# START OF DATA SHOWN

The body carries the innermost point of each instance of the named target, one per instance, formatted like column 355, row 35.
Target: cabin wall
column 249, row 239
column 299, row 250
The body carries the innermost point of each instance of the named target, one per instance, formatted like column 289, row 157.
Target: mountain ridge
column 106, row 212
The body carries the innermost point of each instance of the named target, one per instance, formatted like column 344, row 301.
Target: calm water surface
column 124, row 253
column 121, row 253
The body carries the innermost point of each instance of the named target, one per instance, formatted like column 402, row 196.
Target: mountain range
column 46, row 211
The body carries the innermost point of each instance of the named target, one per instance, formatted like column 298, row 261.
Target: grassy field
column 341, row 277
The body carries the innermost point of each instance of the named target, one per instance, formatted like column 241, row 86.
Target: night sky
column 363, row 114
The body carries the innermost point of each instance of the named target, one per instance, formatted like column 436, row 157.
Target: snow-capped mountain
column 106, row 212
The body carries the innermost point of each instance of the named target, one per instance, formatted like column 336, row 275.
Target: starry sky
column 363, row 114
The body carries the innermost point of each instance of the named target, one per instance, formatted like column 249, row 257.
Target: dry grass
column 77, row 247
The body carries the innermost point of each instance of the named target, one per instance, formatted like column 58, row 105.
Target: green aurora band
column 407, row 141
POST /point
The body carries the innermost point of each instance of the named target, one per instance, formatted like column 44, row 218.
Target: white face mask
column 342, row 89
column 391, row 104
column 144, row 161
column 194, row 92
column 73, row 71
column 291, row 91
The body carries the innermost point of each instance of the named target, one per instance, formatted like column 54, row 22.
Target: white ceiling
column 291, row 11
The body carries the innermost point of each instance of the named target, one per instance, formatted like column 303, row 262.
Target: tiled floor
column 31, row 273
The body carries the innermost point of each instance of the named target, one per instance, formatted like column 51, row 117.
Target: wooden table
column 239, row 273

# END OF DATA SHOWN

◆ WRITTEN PROBLEM
Rewrite all the records above, changing every "innermost point" to "center point" and leaving everything else the same.

◆ ANSWER FOR THE TASK
The body carries the center point of each instance of the named target, one per instance, formatted like column 355, row 35.
Target: cabin wall
column 249, row 239
column 299, row 250
The body carries the center point of each instance of the named target, one per instance, formatted like column 289, row 157.
Target: mountain ridge
column 106, row 212
The body carries the center point of each instance of the named target, one per instance, formatted like column 344, row 301.
Target: calm water surface
column 124, row 253
column 121, row 253
The body carries the center point of each instance of the named target, one per instance, formatted like column 402, row 196.
Target: mountain range
column 46, row 211
The body carries the center point of each instance of the named target, one per instance, formatted like column 298, row 261.
Target: grassy field
column 341, row 277
The body carries the center point of each instance of the named target, one per instance, formatted like column 241, row 86.
Target: night sky
column 363, row 114
The body carries the center point of each instance of the named target, one per instance, formatted like column 436, row 157.
Target: snow-capped mountain
column 106, row 212
The body carries the center point of each instance of the named target, one per instance, formatted like column 336, row 275.
Target: starry sky
column 363, row 114
The body carries the center point of each instance of the named target, one per instance, formatted like column 249, row 257.
Target: dry grass
column 77, row 247
The body carries the center point of each instance of the named target, one per instance, formatted like column 58, row 105.
Target: green aurora band
column 407, row 141
POST /point
The body carries the center point of each instance of the named target, one per instance, formatted like column 44, row 218.
Target: white face mask
column 342, row 89
column 391, row 104
column 144, row 161
column 194, row 92
column 73, row 71
column 291, row 91
The body carries the center point of each instance of the named target, one per instance, formatted like column 54, row 22.
Target: white ceiling
column 291, row 11
The body carries the center point of each instance of the named target, one per instance, formatted like column 303, row 262.
Target: tiled floor
column 31, row 273
The body carries the center point of each instance of the named target, one per instance, formatted like column 51, row 117.
Target: wooden table
column 239, row 273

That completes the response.